**GIVEN EXERCISE:**
In the text on multisig wallets below, what does the chaincode prevent someone from doing?

**GIVEN TEXT:**
[Start]

If you have a multisig wallet, you need a few pieces of information to successfully spend your coins: you need signatures from enough keys (eg if you have a 3 of 5, you need at least 3 signatures), and you need know how to assemble the signatures so that it can produce a final transaction with signatures that match the locking script on that particular address.

I love multisig wallets.

Having a threshold n of m kind of setup allows you to have some redundancy in case of lost keys and it allows you to avoid a single point of failure (keys can be geographically distributed and you can use different devices with each key).
An additional advantage of multisig is that you can safely involve other people in your key setup without giving them spending control over your coins. Most commonly this looks like collaborative custody setups like Unchained, Nunchuk, and Bitkey. Your wallet is a 2 of 3 and you give at least one key to a company that promises to sign on your behalf or provide the key back to you in the event that you lose one of your primary keys.
These kind of setups allow you to retain unilateral control (unless you lose a key), but also give you some assurance that if you screw up and lose one of your keys, you can still recover. It's a pretty good deal!

The privacy problem

Unfortunately, most of these collaborative custody setups involve the user providing a descriptor or extended public key to the company with whom they are collaborating. This is because in order to create signatures for multisig wallets, you don't just need a key, you also need to know how the key "fits" in the particular locking script (aka address) for which you are trying to create a valid signature.
Descriptors and public keys carry a lot of information about your wallet -- so much so that your collaborator will be able to see all your past transactions and keep track of any new ones you make, even if you sign them with the keys you unilaterally control.

High tech solutions

Taproot introduced a new way to do multisigs where you hide each possible spending path in a separate leaf so when the transaction gets included in the blockchain it doesn't reveal if there are other spending paths. In this case you would only need to give your collaborator the public key corresponding to the spending paths that involve their key -- and they wouldn't be able to tell when you used spending paths that didn't involve their key.
FROST is another way to get around this: you can create a master key by combining a number of individual keys. When it comes time for signing, the collaborator can contribute to the signature without knowing enough information to track other signatures.
Both of these solutions involve Schnorr signatures and while adoption for taproot addresses has been pretty strong, FROST is still just getting going.

The chaincode solution

The folks at Bitkey recently proposed a BIP for a new way to preserve privacy for multisig users who want to work with a collaborator and it is pretty cool.
The public key a user shares with their collaborator has a little more information than just the key -- and they are usually referred to as an extended public key (xpub). If you really want to go deep on what makes up an xpub, check out this Stack Exchange answer and this article from LearnMeABitcoin.
As far as Bitkey's BIP, all we need to know is that an xpub includes something called a chaincode. The chaincode is used in deriving the individual keys used each time you generate a new address. It prevents someone from using the information revealed in the signature of one address to derive information about your other addresses, particularly their private keys. The chaincode is an extra secret that makes it so that the keys to your addresses aren't derived solely from your master keys.

[End]

**Region annotation material:**

[Start]

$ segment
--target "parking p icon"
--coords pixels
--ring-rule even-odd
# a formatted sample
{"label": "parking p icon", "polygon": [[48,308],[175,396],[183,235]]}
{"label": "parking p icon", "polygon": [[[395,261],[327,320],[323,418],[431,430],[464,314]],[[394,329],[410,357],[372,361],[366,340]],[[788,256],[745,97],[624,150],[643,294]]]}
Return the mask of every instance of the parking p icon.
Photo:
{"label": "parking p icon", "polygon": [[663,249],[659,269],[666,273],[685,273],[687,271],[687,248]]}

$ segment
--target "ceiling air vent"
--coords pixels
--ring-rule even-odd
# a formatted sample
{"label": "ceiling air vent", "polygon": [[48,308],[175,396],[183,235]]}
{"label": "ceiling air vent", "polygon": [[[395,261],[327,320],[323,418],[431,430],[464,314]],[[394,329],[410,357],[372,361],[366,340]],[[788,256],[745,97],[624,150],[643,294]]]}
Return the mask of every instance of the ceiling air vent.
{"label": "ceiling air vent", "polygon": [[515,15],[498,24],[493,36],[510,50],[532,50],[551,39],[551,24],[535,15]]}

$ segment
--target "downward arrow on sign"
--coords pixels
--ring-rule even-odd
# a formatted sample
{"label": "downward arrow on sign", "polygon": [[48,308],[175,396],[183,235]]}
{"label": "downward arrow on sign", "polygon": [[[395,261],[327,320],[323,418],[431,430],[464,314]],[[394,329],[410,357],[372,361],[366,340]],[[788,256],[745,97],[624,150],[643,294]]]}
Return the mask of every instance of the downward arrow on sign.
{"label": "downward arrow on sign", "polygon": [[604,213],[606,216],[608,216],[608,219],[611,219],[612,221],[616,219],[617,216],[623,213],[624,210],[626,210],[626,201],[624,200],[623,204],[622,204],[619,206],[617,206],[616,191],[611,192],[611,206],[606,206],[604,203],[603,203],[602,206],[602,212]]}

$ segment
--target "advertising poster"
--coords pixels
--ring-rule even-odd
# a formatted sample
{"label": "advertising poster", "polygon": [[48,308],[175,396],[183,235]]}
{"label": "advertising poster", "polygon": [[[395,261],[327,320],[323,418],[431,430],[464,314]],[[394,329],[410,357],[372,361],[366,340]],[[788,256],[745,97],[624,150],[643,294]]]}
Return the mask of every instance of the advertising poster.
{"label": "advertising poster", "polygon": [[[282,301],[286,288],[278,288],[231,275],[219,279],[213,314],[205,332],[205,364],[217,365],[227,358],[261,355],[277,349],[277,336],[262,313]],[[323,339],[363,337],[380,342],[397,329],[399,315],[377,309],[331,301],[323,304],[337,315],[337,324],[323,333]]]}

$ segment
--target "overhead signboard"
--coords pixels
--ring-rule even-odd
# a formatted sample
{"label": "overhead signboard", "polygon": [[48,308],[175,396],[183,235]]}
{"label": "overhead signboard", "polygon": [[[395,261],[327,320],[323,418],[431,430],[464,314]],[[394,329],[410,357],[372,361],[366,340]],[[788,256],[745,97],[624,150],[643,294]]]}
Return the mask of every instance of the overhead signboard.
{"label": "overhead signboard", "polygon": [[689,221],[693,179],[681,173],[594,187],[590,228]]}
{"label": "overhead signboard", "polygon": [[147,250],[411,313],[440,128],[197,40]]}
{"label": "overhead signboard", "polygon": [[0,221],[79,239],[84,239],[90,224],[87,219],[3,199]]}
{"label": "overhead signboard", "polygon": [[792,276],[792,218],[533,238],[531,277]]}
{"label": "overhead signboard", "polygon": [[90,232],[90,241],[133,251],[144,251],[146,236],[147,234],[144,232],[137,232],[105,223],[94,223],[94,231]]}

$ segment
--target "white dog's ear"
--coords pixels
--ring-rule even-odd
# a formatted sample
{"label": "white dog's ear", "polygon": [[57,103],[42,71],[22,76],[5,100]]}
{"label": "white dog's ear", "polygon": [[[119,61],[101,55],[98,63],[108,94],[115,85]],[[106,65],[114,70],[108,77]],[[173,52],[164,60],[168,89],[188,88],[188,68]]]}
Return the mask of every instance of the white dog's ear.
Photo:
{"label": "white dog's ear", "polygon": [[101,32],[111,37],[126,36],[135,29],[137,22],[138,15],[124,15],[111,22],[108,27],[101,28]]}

[End]

**RESULT BELOW:**
It prevents someone from using the information revealed in the signature of one address to derive information about your other addresses, particularly their private keys.